▶ [About this exercise] After locating the line that holds "of the green", transcribe it and each following line to the end of the records, changing nothing and adding nothing.

▶ [Records from a collection]

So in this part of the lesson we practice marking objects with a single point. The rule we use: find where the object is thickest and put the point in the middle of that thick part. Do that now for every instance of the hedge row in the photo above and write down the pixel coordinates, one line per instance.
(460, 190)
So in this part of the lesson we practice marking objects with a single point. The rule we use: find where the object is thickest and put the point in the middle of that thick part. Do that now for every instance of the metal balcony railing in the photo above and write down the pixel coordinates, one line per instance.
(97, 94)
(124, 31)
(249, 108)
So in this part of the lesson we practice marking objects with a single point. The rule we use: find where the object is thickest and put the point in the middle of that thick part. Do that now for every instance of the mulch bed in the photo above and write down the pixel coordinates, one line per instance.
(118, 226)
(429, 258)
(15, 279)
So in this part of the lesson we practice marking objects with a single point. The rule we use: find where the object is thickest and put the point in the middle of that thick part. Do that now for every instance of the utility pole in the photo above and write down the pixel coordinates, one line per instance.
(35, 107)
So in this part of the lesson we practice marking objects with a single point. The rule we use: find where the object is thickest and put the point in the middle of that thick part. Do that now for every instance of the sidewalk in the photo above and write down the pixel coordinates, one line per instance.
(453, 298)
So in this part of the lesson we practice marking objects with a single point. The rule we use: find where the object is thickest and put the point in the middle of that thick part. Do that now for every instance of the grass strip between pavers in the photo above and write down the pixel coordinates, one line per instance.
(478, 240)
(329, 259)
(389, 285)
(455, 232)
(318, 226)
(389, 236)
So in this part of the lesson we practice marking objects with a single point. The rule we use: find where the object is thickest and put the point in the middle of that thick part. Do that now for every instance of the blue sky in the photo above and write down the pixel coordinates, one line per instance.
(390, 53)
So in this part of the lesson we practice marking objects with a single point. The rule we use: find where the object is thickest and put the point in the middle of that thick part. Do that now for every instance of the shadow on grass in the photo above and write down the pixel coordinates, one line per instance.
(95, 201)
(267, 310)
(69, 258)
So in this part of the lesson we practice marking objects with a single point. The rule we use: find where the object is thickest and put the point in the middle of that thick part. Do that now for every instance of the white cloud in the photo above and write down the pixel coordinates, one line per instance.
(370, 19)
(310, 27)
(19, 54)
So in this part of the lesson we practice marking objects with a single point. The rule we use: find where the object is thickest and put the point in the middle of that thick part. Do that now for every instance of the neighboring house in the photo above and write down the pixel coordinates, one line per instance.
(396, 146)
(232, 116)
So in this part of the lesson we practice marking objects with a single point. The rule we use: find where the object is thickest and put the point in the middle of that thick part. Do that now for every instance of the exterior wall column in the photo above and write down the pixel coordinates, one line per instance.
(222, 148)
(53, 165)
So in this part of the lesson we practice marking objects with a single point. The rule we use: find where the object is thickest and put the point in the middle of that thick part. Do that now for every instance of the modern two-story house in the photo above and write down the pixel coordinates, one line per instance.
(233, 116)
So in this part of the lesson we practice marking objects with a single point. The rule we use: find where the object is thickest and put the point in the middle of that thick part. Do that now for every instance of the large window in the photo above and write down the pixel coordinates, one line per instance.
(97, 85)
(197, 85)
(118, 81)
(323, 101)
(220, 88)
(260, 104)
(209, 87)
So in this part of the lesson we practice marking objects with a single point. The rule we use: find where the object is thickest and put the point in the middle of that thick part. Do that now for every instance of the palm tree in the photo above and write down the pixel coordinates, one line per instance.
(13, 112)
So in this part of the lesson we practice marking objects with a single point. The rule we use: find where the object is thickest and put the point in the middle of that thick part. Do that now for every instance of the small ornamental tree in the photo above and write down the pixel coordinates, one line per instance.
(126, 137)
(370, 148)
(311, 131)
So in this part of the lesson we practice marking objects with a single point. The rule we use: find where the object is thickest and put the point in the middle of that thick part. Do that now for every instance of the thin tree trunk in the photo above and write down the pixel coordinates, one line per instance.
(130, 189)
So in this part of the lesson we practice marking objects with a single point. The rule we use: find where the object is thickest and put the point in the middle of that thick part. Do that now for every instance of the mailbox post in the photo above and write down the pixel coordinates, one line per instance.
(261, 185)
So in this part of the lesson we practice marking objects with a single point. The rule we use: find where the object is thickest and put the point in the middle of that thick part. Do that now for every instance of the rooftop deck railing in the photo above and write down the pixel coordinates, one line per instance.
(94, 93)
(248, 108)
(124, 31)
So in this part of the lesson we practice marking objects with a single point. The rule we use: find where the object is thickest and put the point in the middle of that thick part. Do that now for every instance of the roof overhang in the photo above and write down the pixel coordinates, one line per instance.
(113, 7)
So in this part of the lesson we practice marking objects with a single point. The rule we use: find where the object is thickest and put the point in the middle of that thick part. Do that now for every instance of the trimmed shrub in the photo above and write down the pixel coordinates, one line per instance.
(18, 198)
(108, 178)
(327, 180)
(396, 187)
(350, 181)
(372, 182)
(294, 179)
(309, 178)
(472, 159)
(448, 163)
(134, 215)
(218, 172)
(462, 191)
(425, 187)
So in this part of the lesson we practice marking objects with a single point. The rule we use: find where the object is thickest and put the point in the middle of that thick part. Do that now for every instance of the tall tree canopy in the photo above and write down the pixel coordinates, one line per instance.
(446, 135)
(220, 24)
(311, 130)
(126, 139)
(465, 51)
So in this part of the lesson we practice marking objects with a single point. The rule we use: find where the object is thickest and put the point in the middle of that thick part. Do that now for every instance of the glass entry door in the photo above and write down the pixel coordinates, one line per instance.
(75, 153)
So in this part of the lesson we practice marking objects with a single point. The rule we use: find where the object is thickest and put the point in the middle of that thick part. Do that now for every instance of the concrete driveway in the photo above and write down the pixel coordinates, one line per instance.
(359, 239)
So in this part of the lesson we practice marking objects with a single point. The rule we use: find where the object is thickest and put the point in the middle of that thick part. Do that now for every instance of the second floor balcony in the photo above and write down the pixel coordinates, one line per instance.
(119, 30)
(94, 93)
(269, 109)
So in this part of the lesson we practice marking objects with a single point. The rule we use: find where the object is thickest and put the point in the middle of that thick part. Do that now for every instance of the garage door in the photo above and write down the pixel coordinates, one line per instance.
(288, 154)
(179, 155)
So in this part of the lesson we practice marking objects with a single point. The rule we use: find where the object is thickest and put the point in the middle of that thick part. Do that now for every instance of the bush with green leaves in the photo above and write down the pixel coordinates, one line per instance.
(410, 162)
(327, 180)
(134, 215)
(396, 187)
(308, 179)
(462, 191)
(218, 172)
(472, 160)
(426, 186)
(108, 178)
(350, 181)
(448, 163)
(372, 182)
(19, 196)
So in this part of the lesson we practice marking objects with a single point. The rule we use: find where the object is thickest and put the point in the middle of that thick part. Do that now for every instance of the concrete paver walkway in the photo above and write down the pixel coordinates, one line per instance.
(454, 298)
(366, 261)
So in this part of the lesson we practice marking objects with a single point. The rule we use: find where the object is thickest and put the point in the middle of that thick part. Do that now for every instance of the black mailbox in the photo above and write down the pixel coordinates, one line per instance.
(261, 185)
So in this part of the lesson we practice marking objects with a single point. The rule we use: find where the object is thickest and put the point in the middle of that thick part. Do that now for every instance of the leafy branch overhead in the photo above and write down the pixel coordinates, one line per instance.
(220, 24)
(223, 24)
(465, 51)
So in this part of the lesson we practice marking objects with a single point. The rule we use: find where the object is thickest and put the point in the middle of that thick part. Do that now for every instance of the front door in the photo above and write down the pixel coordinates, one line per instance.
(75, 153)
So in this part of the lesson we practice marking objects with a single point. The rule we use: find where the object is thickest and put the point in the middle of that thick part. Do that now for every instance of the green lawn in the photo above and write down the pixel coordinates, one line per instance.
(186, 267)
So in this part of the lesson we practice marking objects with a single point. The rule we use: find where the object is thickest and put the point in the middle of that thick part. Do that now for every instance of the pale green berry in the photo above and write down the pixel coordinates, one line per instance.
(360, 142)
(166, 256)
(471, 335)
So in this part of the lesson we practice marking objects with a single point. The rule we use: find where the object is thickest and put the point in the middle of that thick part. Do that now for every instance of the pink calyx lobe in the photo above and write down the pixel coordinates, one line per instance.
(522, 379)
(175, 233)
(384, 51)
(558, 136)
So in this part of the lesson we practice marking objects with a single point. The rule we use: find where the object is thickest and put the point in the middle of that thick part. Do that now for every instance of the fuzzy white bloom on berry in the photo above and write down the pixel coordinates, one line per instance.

▶ [Worked solution]
So in this part of the lesson we practice marking objects with a single point. The rule we use: find where the object is thickest and put the point in the middle of that thick part. Do that now for every instance of the green lawn in the photo above and write down the pixel coordinates, one line per instance.
(186, 267)
So in this part of the lesson we practice marking objects with a single point. The rule we use: find where the object is thickest and put the point in the middle of that thick part. Do that now for every instance of the pale green berry in the photo above and write down the pixel coordinates, one line per instance.
(360, 142)
(166, 256)
(471, 335)
So in this part of the lesson we practice marking objects with a single point. The rule we use: find where the object is thickest and put the point in the middle of that thick part. Do that now for every instance of the pink calyx lobe in the photo above and write down the pixel coordinates, one line per instance.
(522, 379)
(175, 233)
(384, 51)
(558, 136)
So in this part of the lesson we practice marking objects with a single point. The rule we use: find where the object is thickest and put the point in the middle of that thick part. Do that now for every instance of the fuzzy white bloom on berry in the photo above and write down the pixel coordinates, one line per instance.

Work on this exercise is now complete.